PROBLEM DETAILS
Return the data exactly, but only from the line containing "search: noseband" through its last line.

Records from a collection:
--- START ---

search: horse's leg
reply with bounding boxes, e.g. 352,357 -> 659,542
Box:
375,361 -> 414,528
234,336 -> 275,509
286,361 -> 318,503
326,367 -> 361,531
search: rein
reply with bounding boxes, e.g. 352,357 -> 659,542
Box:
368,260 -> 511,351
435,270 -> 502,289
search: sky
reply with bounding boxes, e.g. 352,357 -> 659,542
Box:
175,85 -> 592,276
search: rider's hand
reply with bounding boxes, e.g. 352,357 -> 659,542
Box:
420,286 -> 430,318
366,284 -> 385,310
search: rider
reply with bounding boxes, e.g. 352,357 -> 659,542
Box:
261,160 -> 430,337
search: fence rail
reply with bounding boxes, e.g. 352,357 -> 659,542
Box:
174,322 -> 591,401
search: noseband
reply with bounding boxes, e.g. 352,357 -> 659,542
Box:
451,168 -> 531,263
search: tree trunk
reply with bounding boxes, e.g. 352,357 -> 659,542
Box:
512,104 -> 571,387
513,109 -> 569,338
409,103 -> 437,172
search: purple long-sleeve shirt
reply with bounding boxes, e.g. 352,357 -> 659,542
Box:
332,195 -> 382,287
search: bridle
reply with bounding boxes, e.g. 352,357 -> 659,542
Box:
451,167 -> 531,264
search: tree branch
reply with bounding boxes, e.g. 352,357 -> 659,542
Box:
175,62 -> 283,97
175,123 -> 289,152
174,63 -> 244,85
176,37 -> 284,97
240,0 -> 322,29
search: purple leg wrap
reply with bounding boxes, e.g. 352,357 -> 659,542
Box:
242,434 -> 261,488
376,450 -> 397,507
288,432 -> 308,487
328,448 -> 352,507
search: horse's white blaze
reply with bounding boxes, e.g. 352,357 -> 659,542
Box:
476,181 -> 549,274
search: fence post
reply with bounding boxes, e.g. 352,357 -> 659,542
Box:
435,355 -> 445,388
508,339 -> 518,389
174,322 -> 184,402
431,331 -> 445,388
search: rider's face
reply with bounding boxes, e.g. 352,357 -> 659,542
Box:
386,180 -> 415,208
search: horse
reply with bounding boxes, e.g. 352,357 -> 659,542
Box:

--- END ---

RESULT OF THE TASK
search: noseband
reply with bounding boxes, e.g. 352,357 -> 659,542
Box:
451,168 -> 531,263
search: tree trunk
reply with bounding boxes, e.g. 352,357 -> 659,542
Box:
512,104 -> 571,387
513,109 -> 569,338
409,103 -> 437,172
search: purple long-sleeve shirt
reply with bounding boxes, e.g. 352,357 -> 659,542
Box:
332,195 -> 382,287
search: bridle
reply with bounding boxes, e.g. 352,357 -> 659,542
Box:
451,167 -> 531,264
search: tree branch
reply with bounding boxes, e.g. 352,357 -> 659,542
Box:
175,62 -> 283,97
175,123 -> 289,152
174,63 -> 244,85
176,37 -> 284,97
240,0 -> 322,29
search: purple leg wrap
reply with bounding boxes, e.g. 352,357 -> 659,542
Box:
242,434 -> 261,488
376,450 -> 397,507
288,432 -> 308,487
328,448 -> 352,507
search: horse's white blaze
reply with bounding boxes, e.g. 352,357 -> 659,542
Box:
476,181 -> 549,274
search: fence post
reply with bounding boxes, e.g. 352,357 -> 659,542
Box:
435,355 -> 445,388
508,339 -> 518,389
174,322 -> 184,402
431,331 -> 445,388
search: rider's face
reply with bounding boxes, e.g. 352,357 -> 659,542
Box:
386,180 -> 415,208
search: horse
reply with bounding boxes, e.g. 352,357 -> 659,542
Box:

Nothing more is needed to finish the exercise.